(THE REQUEST): Render the lines of the items below, from the line containing "Note: spot the woman in" up to and including the line containing "<point>99,160</point>", as a Markdown table with the columns No. and Line. Number each row and omit any blank lines.

--- start of DATA ENTRIES ---

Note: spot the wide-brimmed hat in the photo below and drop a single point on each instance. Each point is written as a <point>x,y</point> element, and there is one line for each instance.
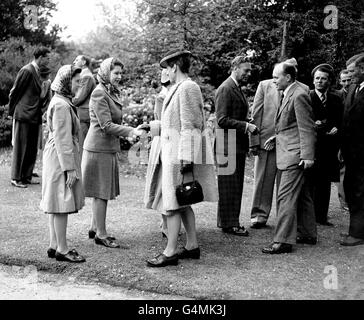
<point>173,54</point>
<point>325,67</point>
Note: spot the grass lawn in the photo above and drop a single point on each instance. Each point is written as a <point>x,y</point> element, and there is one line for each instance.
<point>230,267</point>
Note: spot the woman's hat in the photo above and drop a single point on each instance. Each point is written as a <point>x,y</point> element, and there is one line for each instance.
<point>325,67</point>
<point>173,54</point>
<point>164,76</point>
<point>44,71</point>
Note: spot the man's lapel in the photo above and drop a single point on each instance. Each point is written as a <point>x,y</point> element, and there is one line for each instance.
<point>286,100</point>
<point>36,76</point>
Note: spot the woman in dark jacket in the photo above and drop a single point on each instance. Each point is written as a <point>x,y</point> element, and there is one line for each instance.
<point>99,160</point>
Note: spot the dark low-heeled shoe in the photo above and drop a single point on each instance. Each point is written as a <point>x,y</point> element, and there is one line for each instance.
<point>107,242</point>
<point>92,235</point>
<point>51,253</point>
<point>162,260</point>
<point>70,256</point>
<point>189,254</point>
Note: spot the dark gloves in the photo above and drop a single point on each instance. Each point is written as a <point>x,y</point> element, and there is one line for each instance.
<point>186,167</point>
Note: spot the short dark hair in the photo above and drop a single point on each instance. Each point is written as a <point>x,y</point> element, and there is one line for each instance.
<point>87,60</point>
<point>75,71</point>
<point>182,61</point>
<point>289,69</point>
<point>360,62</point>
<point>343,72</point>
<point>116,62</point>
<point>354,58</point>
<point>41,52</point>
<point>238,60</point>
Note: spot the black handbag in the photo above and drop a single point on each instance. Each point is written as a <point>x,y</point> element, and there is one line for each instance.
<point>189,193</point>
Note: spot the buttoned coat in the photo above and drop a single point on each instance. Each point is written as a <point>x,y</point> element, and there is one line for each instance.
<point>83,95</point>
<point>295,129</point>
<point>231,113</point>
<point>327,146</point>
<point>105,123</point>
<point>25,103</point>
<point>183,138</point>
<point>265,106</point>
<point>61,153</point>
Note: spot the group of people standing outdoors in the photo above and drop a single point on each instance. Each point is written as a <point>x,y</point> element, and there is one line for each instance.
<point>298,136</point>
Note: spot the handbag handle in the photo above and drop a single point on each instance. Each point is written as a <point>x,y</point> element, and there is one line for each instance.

--- end of DATA ENTRIES ---
--- start of DATA ENTRIES ---

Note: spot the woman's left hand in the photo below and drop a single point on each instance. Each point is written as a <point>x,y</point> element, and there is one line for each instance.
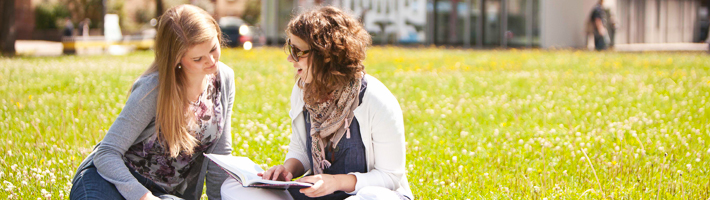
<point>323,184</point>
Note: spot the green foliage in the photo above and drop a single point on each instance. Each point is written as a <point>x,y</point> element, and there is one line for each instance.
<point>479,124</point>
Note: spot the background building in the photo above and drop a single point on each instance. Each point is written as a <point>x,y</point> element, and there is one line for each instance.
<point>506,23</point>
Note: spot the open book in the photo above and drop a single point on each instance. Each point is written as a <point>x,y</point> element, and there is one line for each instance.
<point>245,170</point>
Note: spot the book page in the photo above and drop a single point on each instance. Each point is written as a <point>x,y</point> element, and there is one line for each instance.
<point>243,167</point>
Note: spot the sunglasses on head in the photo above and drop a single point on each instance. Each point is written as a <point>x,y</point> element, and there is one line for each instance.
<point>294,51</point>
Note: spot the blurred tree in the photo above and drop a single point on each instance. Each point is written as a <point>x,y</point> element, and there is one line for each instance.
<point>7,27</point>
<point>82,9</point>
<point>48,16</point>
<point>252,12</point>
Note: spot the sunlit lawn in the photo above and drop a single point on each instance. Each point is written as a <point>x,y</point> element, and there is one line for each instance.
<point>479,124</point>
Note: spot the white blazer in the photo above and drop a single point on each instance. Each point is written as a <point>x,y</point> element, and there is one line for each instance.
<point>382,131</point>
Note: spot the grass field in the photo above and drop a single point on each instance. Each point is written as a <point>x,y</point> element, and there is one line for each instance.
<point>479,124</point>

--- end of DATA ENTRIES ---

(SOLUTION FOR THIS TASK):
| No. | Line |
|---|---|
| 1 | Note: spot the woman in dark jacket in the photo above and drop a single point on each instance. Each point is written as a <point>x,y</point> element, and there is one line for each instance. |
| 2 | <point>99,160</point> |